* Text under study
################
Generating Distribution Boostrapped Pair and Triple Amino Acid Preference Data:

  1. Follow the procedure described above for Single Amino Acid Preference, except replace NewSelectRandomSingles.java with NewSelectRandomPairs.java or NewSelectRandomTriples.java as needed. Similarly, replace AminoAcidSinglePreference.java where it is called for with AminoAcidPairPreference.java or AminoAcidTriplePreference.java.

  2. Make sure you compile the new pair preference or triple preference files you have just moved into your working directory.

  3. Output files for pair preference data will have 400 features, and output files for triple preference data will have 8000 features. The triple preference data files can grow large (greater than 50MB at least), so ensure an appropriate amount of disk space is available before executing this process.
################
* Raw data
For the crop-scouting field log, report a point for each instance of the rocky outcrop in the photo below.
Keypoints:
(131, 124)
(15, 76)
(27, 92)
################
* Work order 1
According to the procedure text, why should you make sure enough disk space is available before running the process?
* Work order 2
In the procedure text, how many features do output files for pair preference data have?
* Work order 3
Rewrite the part of the procedure text that opens with the words "Generating Distribution Boostrapped" and closes with "executing this process.", replacing "disk space" with "storage space".
The material shown above is separate from the procedure text and unrelated to it.

* Written response 1
The triple preference data files can grow large, to more than 50MB at least. Enough disk space must therefore be available before the process is executed.

* Written response 2
They have 400 features.

* Written response 3
Generating Distribution Boostrapped Pair and Triple Amino Acid Preference Data:

  1. Follow the procedure described above for Single Amino Acid Preference, except replace NewSelectRandomSingles.java with NewSelectRandomPairs.java or NewSelectRandomTriples.java as needed. Similarly, replace AminoAcidSinglePreference.java where it is called for with AminoAcidPairPreference.java or AminoAcidTriplePreference.java.

  2. Make sure you compile the new pair preference or triple preference files you have just moved into your working directory.

  3. Output files for pair preference data will have 400 features, and output files for triple preference data will have 8000 features. The triple preference data files can grow large (greater than 50MB at least), so ensure an appropriate amount of storage space is available before executing this process.